*** Block opens ***

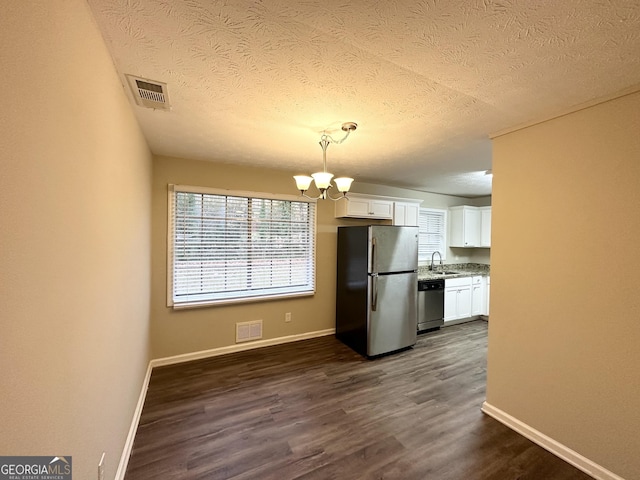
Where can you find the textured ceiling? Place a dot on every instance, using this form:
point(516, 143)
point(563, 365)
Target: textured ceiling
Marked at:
point(257, 82)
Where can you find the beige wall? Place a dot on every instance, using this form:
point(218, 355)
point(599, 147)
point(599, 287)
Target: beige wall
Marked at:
point(564, 334)
point(74, 240)
point(193, 330)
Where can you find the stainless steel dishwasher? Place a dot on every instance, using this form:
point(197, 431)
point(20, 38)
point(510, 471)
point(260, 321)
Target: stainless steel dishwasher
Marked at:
point(430, 304)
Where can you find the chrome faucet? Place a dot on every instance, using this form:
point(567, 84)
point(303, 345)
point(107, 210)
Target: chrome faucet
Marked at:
point(432, 255)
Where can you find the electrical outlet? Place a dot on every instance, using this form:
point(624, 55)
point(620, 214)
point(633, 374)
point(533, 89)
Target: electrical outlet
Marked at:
point(101, 468)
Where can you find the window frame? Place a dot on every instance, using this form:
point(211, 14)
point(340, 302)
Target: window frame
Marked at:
point(440, 211)
point(174, 188)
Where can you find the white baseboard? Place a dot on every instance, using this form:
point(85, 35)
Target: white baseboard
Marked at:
point(187, 357)
point(240, 347)
point(559, 450)
point(128, 444)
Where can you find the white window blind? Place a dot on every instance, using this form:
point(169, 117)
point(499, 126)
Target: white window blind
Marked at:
point(235, 246)
point(432, 225)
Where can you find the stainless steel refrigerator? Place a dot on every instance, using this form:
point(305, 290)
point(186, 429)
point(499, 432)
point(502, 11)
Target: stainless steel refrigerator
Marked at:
point(377, 285)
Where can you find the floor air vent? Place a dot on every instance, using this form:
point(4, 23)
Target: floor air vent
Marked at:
point(149, 93)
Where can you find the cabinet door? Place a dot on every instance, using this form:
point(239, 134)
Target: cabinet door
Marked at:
point(477, 303)
point(464, 302)
point(399, 214)
point(357, 207)
point(450, 303)
point(471, 226)
point(485, 227)
point(405, 214)
point(486, 306)
point(381, 209)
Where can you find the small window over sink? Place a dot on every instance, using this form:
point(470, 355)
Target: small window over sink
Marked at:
point(432, 223)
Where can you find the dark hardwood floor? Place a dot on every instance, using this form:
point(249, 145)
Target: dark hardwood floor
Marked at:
point(317, 410)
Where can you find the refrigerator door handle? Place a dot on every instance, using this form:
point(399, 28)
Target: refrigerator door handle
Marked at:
point(374, 260)
point(374, 300)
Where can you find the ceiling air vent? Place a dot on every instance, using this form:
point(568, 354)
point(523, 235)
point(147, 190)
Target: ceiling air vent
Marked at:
point(149, 93)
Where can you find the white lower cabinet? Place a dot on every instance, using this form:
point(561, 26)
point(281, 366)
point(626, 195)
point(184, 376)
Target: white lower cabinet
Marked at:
point(457, 298)
point(488, 297)
point(465, 297)
point(477, 296)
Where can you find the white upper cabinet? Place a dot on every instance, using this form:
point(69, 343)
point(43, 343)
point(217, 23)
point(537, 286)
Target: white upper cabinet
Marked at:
point(364, 206)
point(485, 226)
point(406, 213)
point(470, 227)
point(402, 211)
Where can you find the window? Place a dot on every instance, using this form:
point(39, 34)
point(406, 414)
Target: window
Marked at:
point(233, 246)
point(432, 225)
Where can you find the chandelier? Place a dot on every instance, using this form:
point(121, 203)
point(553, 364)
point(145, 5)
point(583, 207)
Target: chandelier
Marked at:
point(323, 179)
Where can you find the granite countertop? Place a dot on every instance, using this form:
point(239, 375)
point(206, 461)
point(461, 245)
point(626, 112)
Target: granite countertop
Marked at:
point(461, 269)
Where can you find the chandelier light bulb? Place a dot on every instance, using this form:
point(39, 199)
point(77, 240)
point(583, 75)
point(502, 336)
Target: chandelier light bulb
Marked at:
point(343, 183)
point(322, 179)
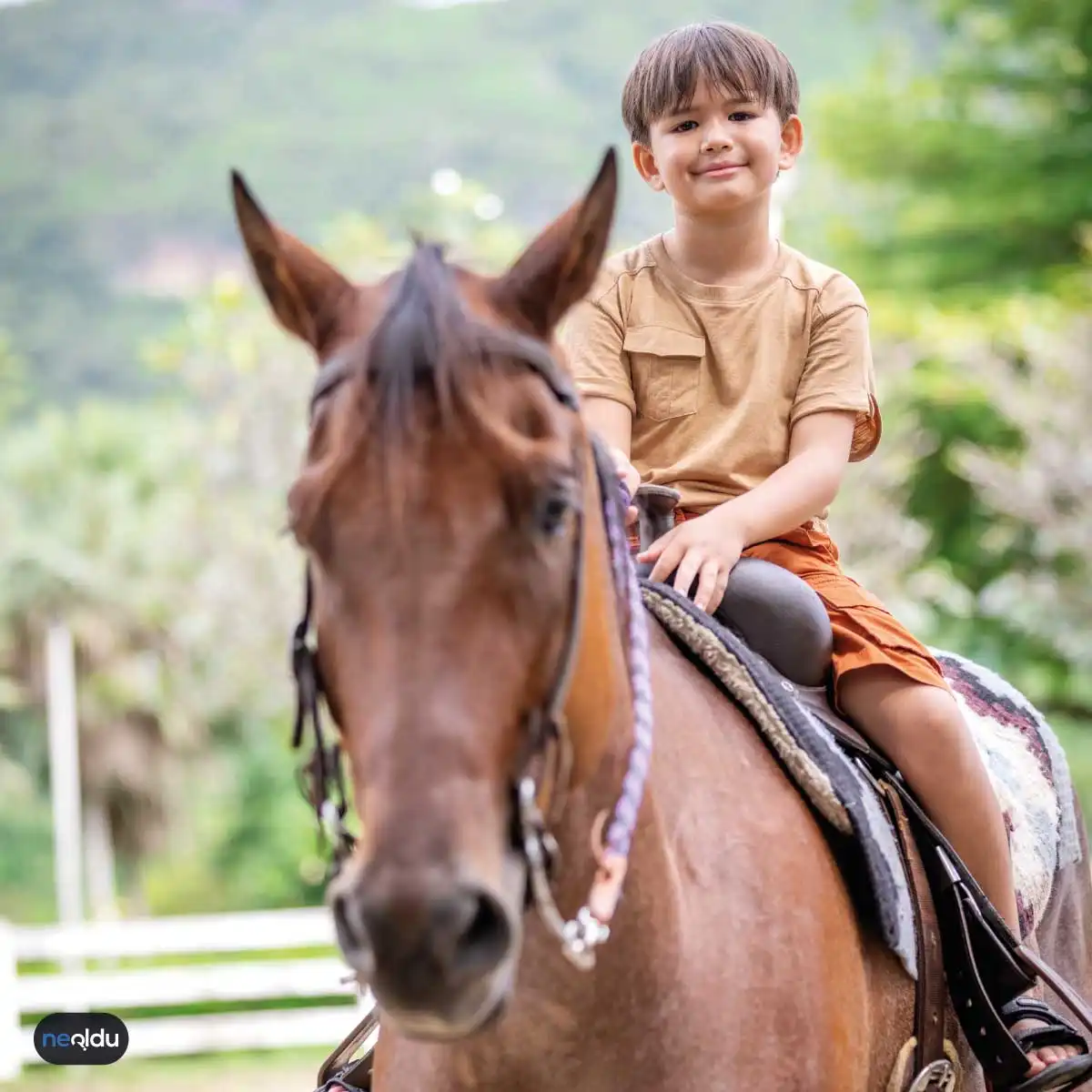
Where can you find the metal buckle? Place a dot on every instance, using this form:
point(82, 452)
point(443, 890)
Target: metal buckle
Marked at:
point(936, 1077)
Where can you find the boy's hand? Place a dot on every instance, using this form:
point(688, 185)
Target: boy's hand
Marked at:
point(628, 473)
point(707, 547)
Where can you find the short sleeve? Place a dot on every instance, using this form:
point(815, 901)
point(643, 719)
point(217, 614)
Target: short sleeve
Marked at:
point(591, 338)
point(839, 371)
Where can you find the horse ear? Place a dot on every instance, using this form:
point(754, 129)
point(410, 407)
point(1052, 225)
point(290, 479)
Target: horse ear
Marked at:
point(303, 288)
point(560, 267)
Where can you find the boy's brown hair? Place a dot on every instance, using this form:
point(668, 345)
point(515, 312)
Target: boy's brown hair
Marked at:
point(738, 61)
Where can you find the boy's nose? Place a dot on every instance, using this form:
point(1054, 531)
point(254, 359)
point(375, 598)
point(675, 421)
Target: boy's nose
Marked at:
point(716, 137)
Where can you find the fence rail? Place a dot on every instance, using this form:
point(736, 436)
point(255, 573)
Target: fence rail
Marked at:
point(25, 993)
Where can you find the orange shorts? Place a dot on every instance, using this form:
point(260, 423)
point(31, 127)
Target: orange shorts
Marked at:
point(866, 633)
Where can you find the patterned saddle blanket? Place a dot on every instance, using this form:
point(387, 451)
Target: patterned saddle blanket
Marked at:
point(1026, 763)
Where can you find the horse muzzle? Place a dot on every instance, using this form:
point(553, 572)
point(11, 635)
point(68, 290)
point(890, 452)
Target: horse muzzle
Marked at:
point(440, 954)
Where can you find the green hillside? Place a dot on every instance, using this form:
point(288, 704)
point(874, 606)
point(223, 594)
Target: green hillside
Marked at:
point(121, 118)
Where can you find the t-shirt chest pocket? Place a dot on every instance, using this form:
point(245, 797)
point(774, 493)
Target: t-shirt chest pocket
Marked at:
point(665, 366)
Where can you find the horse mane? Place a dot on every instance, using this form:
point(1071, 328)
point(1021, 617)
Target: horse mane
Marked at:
point(426, 369)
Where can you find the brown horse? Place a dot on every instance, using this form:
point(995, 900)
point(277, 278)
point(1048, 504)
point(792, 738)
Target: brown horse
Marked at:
point(451, 512)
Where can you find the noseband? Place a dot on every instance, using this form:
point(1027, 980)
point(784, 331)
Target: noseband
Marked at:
point(547, 742)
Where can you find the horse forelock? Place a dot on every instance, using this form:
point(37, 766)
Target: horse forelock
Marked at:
point(429, 369)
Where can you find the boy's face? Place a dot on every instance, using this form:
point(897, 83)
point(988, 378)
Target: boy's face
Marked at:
point(720, 154)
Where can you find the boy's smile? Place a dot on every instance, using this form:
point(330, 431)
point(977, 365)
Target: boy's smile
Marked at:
point(719, 153)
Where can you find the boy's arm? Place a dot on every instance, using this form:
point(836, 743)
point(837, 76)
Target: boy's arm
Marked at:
point(808, 483)
point(591, 339)
point(834, 420)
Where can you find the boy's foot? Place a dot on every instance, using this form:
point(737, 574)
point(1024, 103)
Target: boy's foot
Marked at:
point(1057, 1053)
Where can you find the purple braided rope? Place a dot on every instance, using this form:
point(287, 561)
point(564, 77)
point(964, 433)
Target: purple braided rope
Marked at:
point(622, 824)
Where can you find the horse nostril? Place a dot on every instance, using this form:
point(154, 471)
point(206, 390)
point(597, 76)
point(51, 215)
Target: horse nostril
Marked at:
point(485, 936)
point(349, 924)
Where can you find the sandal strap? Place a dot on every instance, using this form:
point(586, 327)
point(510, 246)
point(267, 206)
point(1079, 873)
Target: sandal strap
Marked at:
point(1057, 1032)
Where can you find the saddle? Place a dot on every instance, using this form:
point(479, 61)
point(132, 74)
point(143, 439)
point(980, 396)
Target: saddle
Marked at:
point(964, 947)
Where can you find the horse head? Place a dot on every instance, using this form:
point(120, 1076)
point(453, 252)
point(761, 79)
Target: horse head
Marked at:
point(440, 505)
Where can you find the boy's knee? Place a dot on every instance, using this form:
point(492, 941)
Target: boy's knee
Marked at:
point(910, 720)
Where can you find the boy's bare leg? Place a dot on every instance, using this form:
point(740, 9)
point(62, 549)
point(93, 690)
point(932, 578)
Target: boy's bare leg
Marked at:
point(923, 732)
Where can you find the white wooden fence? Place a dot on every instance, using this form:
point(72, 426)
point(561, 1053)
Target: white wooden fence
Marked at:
point(238, 982)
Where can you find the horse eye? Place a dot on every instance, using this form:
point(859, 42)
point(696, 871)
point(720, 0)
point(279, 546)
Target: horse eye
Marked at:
point(551, 511)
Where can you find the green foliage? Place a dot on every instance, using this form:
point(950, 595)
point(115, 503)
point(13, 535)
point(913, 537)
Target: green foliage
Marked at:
point(973, 179)
point(123, 118)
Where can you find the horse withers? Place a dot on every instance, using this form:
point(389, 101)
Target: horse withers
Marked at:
point(463, 593)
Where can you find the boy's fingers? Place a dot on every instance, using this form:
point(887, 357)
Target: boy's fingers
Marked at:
point(707, 585)
point(688, 569)
point(656, 549)
point(666, 561)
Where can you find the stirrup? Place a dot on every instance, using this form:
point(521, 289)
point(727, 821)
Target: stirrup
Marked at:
point(1059, 1076)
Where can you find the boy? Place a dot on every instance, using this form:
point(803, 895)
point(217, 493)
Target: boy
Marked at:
point(740, 371)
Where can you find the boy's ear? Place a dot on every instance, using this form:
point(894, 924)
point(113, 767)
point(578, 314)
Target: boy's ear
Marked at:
point(645, 164)
point(792, 142)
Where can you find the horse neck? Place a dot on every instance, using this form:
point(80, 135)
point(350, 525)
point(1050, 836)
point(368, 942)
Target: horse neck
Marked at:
point(600, 714)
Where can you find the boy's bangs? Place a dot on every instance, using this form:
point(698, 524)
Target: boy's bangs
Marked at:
point(737, 74)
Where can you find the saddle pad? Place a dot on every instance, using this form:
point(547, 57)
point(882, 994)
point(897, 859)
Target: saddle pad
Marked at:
point(1030, 775)
point(825, 775)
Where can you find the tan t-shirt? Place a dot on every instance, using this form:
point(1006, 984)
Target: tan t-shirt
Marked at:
point(715, 377)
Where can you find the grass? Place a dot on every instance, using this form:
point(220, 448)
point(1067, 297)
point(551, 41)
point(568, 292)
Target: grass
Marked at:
point(271, 1071)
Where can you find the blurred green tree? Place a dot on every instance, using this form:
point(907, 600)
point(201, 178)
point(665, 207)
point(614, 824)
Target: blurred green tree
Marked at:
point(973, 175)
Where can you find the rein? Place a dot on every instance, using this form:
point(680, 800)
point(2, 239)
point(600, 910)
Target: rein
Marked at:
point(547, 732)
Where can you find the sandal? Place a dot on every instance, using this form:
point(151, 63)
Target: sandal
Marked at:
point(1059, 1076)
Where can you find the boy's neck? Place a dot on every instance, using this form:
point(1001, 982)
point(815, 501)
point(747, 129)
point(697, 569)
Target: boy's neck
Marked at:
point(727, 250)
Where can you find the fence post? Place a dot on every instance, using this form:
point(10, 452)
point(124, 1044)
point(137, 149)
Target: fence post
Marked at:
point(11, 1046)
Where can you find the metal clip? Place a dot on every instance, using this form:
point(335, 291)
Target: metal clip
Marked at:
point(936, 1077)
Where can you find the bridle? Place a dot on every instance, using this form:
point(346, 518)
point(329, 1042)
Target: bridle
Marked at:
point(547, 748)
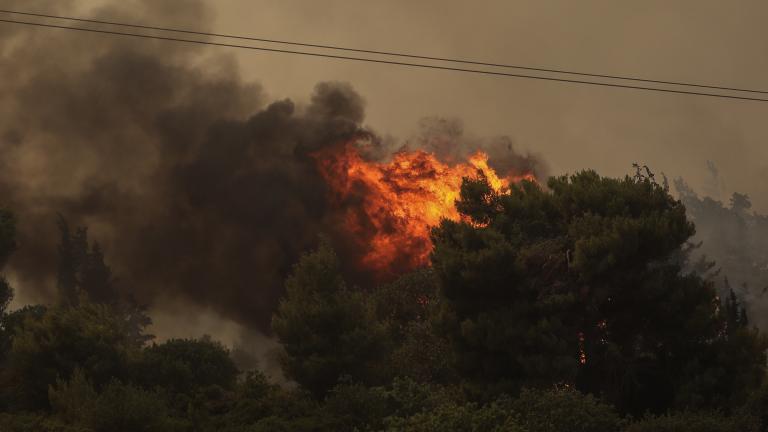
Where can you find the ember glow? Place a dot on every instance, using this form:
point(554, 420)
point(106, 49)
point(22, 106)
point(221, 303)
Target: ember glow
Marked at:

*** Block closes ***

-- Exercise instructions --
Print, from the entries above, the line with "point(31, 127)", the line with "point(223, 594)" and all lines between them, exactly and with nothing else.

-- Response for this exercise --
point(31, 127)
Target: orange shorts
Marked at:
point(866, 633)
Where can you find the patterned saddle blanket? Place a dot on every instance, using this form:
point(387, 451)
Target: patterned saddle blanket
Marked at:
point(1026, 763)
Where can you find the horse muzzle? Place a dot on every instance, using this form:
point(553, 572)
point(11, 635)
point(68, 290)
point(890, 452)
Target: horse muzzle
Marked at:
point(440, 954)
Where can you find the green hillside? Place a dot on every instance, using this form:
point(288, 704)
point(874, 606)
point(223, 594)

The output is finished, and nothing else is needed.